:: Gestellte Aufgabe 1 ::
Gib aus der Liste alles von der Zeile mit „Target: shutter slat“ bis hinunter zum Ende der Liste unverändert wieder, beide Enden eingeschlossen.

Noch einmal eine «Vertextung» – und am Anfang war der Film



Die Menschheit hat Tausende von Jahren Textkultur und etwas mehr als ein Jahrhundert Filmkultur. Es ist daher gegeben, dass oft von der Verfilmung von Texten und seltener von der «Vertextung» von Filmen die Rede ist. Durch die Inszenierung eines instabilen Gleichgewichts zwischen Verfilmung und Vertextung hebt Wechselspiel – Wenn Peter Stamm schreibt schliesslich vor allem Letztere hervor. Ja, in diesem Film, in dem das Dispositiv in einer schwindelerregenden Mise en abyme widerspiegelt ist, in dem die Verfilmung eines Textautors – Peter Stamm – Anlass zu einer Vertextung des Making-of eines unvollendeten Films gibt – und diese Vertextung wiederum Anlass zu einer Verfilmung eines Romans über den Versuch, einen Textautor zu filmen, gibt, und diese Verfilmung wiederum das Drehbuch (wieder eine Vertextung) für einen Film über die gescheiterte Verfilmung des Romans (Wechselspiel) schafft – kurz, in so einem Film stellt die Vertextung eine Art filmischen Motor dar und gleichzeitig ein Gegengewicht zu jeder Priorität der Verfilmung, was deswegen auch ein Gegengewicht zu jeder Priorität des Texts wird, der der Verfilmung vorausgehen würde.

:: Angezeigte Daten ::
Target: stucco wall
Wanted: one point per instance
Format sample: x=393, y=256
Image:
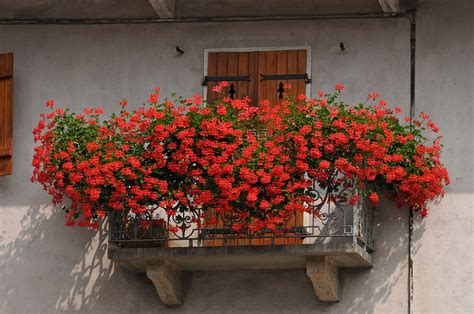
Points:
x=47, y=267
x=443, y=243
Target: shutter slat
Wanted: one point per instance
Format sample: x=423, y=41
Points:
x=6, y=114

:: Gestellte Aufgabe 2 ::
Wie lange gibt es laut der Seite schon Filmkultur?

:: Ausgabe 1 ::
Target: shutter slat
Wanted: one point per instance
Format sample: x=423, y=41
Points:
x=6, y=114

:: Ausgabe 2 ::
Etwas mehr als ein Jahrhundert.